Request.
From the data below, pull out every line that contains the string "vegetation", treating uppercase and lowercase letters as distinct.

Records to use.
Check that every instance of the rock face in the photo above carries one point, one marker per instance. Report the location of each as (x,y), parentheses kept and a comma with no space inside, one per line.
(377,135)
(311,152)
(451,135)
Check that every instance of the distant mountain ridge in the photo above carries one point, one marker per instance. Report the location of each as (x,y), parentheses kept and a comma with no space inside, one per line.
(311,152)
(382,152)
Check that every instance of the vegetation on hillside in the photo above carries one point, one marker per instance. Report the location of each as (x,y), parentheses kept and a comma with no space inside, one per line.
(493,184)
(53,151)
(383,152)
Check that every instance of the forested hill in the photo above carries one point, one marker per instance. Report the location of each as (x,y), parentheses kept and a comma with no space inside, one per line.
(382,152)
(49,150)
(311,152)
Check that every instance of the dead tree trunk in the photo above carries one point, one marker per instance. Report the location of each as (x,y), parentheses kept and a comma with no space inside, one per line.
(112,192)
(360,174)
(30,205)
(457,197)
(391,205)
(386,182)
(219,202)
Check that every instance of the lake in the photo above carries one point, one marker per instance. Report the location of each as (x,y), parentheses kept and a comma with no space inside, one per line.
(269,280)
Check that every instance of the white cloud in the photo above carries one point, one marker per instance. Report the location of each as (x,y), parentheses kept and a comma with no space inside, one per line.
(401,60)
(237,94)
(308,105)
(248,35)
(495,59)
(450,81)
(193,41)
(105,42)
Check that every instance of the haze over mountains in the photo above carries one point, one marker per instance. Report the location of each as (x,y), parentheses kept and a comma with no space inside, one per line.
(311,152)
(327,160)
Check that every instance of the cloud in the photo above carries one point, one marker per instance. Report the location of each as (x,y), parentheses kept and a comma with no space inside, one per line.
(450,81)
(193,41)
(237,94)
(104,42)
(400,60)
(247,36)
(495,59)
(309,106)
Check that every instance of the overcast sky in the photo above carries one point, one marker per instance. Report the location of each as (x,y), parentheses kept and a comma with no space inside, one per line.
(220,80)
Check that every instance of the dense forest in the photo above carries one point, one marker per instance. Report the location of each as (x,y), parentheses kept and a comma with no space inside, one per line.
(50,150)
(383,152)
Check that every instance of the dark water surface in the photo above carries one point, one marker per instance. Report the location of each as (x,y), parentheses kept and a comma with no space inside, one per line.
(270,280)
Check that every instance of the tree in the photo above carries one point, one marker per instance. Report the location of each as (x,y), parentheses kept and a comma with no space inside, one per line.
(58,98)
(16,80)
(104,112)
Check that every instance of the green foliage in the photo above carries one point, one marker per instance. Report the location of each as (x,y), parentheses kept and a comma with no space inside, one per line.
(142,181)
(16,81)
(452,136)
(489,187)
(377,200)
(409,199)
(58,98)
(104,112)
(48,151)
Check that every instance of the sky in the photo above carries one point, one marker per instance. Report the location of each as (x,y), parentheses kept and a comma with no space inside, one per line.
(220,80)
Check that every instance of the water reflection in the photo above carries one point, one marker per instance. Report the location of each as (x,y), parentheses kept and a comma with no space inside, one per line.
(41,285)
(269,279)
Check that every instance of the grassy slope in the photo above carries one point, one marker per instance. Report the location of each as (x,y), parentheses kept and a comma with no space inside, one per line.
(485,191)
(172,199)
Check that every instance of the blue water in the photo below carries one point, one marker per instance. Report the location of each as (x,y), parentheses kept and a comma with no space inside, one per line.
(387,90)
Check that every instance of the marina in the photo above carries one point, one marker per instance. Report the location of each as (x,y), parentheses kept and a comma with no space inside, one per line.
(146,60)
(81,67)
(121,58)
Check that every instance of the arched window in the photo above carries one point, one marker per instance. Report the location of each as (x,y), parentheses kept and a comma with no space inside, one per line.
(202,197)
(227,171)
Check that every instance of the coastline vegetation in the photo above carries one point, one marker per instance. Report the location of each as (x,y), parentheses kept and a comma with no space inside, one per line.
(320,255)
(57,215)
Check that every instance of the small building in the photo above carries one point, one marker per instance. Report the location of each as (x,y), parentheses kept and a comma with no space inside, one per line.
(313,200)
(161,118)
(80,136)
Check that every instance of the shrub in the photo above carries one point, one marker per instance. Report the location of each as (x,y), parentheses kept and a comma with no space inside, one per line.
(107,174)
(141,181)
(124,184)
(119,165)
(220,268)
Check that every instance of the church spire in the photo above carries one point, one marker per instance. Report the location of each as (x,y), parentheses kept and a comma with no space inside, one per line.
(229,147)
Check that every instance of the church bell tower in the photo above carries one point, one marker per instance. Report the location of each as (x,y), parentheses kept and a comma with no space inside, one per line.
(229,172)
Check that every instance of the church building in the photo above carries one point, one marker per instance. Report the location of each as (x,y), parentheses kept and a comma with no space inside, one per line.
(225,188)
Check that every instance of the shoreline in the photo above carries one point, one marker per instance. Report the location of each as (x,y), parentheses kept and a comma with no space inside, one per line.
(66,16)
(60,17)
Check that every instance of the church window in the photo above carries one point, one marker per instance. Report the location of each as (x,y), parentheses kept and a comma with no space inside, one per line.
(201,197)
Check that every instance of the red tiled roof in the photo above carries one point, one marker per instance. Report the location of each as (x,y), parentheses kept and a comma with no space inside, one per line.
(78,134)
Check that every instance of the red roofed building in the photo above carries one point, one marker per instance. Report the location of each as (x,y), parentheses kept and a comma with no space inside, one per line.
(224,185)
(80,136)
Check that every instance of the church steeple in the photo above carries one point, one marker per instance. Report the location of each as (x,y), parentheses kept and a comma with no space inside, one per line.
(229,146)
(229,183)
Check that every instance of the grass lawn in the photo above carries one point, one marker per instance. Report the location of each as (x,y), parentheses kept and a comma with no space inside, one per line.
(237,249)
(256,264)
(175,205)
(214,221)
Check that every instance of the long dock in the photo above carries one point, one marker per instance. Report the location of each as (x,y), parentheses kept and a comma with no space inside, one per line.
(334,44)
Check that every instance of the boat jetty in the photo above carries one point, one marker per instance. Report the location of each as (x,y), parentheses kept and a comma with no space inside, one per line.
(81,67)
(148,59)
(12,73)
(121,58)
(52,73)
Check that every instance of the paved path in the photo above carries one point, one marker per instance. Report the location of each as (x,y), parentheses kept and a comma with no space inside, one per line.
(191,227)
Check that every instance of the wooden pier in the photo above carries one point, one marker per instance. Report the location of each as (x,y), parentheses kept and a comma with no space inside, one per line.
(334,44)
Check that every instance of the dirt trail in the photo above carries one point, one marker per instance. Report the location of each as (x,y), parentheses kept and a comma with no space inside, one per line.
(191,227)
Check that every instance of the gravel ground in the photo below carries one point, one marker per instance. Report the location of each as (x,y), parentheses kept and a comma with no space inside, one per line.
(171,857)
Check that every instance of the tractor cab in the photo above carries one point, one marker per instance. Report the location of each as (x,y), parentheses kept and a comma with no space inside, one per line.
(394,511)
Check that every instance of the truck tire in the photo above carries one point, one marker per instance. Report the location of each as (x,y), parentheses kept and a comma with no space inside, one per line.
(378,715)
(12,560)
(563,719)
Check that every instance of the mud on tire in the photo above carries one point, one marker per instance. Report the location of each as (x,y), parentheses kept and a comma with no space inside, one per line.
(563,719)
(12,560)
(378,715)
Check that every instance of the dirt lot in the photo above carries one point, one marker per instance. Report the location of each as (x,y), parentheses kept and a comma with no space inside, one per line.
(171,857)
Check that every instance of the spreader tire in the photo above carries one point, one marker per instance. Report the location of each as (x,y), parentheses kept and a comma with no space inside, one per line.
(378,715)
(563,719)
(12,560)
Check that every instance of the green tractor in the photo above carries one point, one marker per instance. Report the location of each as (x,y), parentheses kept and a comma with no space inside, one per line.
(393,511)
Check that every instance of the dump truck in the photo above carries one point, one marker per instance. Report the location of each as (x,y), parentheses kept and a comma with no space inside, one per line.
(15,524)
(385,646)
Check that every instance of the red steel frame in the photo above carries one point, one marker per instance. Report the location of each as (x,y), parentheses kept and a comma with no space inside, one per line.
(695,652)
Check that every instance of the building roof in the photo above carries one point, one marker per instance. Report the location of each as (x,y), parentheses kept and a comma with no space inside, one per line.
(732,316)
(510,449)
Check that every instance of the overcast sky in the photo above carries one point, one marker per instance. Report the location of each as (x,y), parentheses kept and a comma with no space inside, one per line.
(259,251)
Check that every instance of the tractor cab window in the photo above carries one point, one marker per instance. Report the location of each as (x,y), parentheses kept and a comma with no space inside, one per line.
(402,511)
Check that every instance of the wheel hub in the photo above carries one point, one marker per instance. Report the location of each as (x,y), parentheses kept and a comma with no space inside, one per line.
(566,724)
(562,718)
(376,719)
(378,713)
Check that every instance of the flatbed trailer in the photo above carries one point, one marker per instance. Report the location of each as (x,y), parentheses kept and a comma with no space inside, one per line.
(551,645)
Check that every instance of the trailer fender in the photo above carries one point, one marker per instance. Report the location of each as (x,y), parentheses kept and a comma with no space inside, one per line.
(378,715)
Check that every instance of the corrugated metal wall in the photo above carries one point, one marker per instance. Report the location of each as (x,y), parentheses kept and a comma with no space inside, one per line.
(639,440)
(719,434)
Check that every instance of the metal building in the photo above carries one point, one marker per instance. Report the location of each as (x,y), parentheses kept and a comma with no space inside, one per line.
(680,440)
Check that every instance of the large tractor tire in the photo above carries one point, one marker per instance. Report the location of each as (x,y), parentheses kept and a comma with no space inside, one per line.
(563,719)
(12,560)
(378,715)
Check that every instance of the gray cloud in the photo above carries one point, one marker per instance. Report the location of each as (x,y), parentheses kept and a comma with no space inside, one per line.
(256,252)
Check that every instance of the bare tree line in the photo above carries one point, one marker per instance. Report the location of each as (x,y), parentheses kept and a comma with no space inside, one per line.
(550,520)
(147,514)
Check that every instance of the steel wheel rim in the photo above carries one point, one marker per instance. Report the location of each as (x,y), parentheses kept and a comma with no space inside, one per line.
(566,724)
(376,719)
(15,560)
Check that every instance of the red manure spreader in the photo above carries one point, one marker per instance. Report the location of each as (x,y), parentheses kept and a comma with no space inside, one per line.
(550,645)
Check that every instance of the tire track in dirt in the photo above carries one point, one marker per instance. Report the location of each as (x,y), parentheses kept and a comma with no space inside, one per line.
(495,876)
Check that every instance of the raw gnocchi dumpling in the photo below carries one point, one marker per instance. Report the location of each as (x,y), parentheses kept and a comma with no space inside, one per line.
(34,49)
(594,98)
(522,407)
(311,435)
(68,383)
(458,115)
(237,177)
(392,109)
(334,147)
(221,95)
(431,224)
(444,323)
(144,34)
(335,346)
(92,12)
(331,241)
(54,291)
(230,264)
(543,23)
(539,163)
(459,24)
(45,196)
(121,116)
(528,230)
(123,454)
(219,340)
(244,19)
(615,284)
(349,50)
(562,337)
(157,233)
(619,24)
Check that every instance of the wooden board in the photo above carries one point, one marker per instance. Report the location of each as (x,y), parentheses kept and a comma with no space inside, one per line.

Written response.
Check that every instance of the vegetation on hillside in the photo above carries one point, one marker per instance. Report the location of each as (x,y), parentheses kept and a comma with no space inside, one per line.
Check that every instance of the coastline vegetation in the photo above carries one point, one marker per instance. Report the location of each as (x,y), parentheses kept and a comma with no space inside, one per line.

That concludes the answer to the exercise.